(KURZE AUFGABE) Führe das Interview zur Griechenland-Abstimmung im Bundestag im Anschluss an seinen letzten Satz weiter.

(TEXTAUSZUG)
§
Und wie sieht es nun bei Ihren Parlamentskollegen von CDU und CSU aus?
Brandl: In der Unionsfraktion gibt es einige Kollegen, die an diesem Grundprogramm – Hilfe gegen Reformen – bereits zweifeln. Diese Zweifel werden auch auf der Fraktionssitzung am Donnerstag eine Rolle spielen. Ich gehe aber davon aus, dass die breite Mehrheit dem Vorschlag der Kanzlerin folgen wird.
 
Bei der letzten Griechenland-Abstimmung im Bundestag haben ja 29 Unionsabgeordnete mit Nein gestimmt. Werden es diesmal mehr sein?
Brandl: Das ist schwer abzuschätzen, weil es ja erst mal nur um ein Verhandlungsmandat geht. Und ich finde, reden und verhandeln sollte man in Europa in jedem Fall.
 
Das heißt, Sie selbst werden am Freitag im Bundestag mit Ja stimmen?
Brandl: Normalerweise beantworte ich Fragen nach meinem Abstimmungsverhalten nicht, wenn noch gar nicht klar ist, über was wir abstimmen. Ich werde aber voraussichtlich der Linie der Bundesregierung folgen, die Verhandlungen nicht abzubrechen. Ich glaube allerdings, dass für Griechenland langfristig ein Grexit die bessere Lösung wäre. Mit einer abgewerteten eigenen Währung würde sich das Land leichter tun, wieder wettbewerbsfähig zu werden. Die Entscheidung darüber muss aber in Griechenland fallen. Wir müssen aufpassen, dass wir uns nicht den Schwarzen Peter zuschieben lassen, und nicht der Eindruck entsteht, Deutschland würde Griechenland aus dem Euro drängen.
§
Extrahierte Dateneinträge
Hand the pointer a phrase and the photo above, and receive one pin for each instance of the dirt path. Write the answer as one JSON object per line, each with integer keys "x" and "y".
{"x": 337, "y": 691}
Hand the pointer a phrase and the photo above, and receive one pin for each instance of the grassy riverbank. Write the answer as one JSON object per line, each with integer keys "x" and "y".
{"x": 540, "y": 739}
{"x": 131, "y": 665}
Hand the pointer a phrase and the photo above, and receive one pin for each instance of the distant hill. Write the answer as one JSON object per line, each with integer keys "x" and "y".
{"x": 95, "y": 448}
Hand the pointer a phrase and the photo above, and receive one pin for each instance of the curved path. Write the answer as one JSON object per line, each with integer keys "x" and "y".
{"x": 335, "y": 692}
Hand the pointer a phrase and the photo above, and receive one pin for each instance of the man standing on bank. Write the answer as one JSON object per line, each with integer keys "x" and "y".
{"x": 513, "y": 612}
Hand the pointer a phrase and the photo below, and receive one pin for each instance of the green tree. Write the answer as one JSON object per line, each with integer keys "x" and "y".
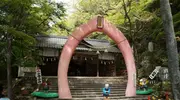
§
(ANTWORT ZUR AUFGABE)
 
Viele Bürger können ja dieses Dauer-Krisenthema Griechenland einfach nicht mehr hören. Geht Ihnen das als Politiker eigentlich manchmal auch so?
Brandl: Ja (lacht). Das Griechenland-Thema kostet sehr viel Zeit und Energie, die wir in Europa besser für andere Fragen nutzen sollten. Ich denke da an die Flüchtlingsfrage. Das wäre ein Thema, um das sich Europa im Moment vorrangig kümmern sollte.